TUGAS YANG DIBERIKAN -
Lanjutkan teks tentang sektor peternakan di Jawa Timur di bawah ini, mulai setelah kalimat terakhirnya.

TEKS YANG DITAMPILKAN -

--*--

Tak hanya untuk pasar domestik, sektor peternakan juga memiliki peluang besar di pasar internasional. Berdasarkan data Badan Pusat Statistik (BPS), nilai ekspor komoditas peternakan sepanjang 2024 mencapai 1,35 miliar dolar AS atau setara Rp22 triliun.
Volume ekspor komoditas peternakan juga mengalami kenaikan sebesar 4,16 persen, dari 489,7 ribu ton pada 2023 menjadi 510 ribu ton pada 2024.
Berbicara mengenai peternakan di Jawa Timur, Indyah Aryani Kepala Dinas Peternakan Provinsi Jatim mengungkapkan bahwa, Jawa Timur menjadi tumpuan ketersediaan pangan secara umum di Indonesia.
“Artinya padi juga Jawa Timur menjadi produsen terbesar. Kemudian juga untuk produk peternakan ini kami memiliki telur yang cukup untuk Jawa Timur, bahkan kami cover untuk seluruh Indonesia,” kata Indyah Aryani dalam program Wawasan Radio Suara Surabaya pada Selasa (22/7/2025) pagi.

--*--

DATA -
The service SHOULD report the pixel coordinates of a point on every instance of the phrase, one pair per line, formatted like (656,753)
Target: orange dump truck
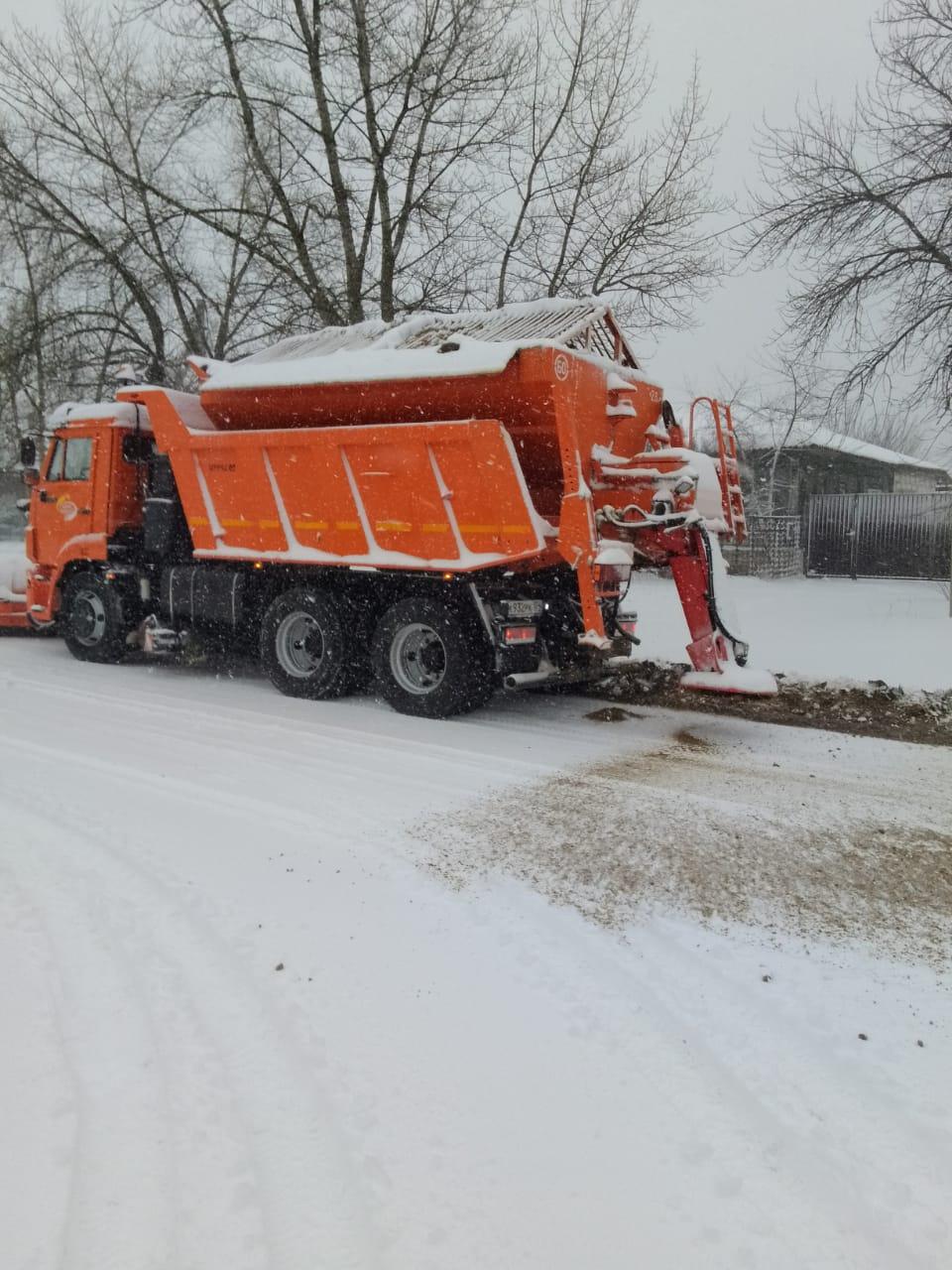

--*--

JAWABAN TUGAS INI -
Indyah Aryani menambahkan, untuk sapi potong, Jawa Timur menempati posisi 26 persen dari populasi sapi potong di nasional, dengan 3,2 juta ekor dari total 11,7 juta ekor nasional.
Untuk produk daging sapi, kontribusi Jawa Timur sekitar 20 persen dari produksi nasional, yaitu 121.387 ton dari produksi nasional 597.754 ton.
“Artinya, kita memiliki posisi sangat strategis untuk pangan di Indonesia. Jadi Jawa Timur ini menjadi tumpuan,” ungkapnya.
Selanjutnya untuk ayam pedaging, di Jawa Timur ada sekitar 418,7 juta ekor, setara dengan hampir 15 persen dari total populasi ayam pedaging nasional yang sekitar 3,15 miliar ekor. Dengan jumlah tersebut, Jatim menjadi pengirim utama untuk Indonesia bagian timur.
Jawa Timur juga menjadi produsen utama telur ayam di Indonesia. Dari total populasi nasional sekitar 414,7 juta ekor, Jawa Timur berkontribusi hampir 35 persen dengan 131,7 juta ekor.
Untuk sapi perah, Indonesia memiliki sekitar 500.000 ekor, dengan 62-65 persen atau 300.000 ekor di Jawa Timur. Sehingga kontribusi susu dari Jawa Timur mencapai 32 persen dari produksi nasional, yaitu sekitar 2,2 juta ton dari total 6,3 juta ton nasional.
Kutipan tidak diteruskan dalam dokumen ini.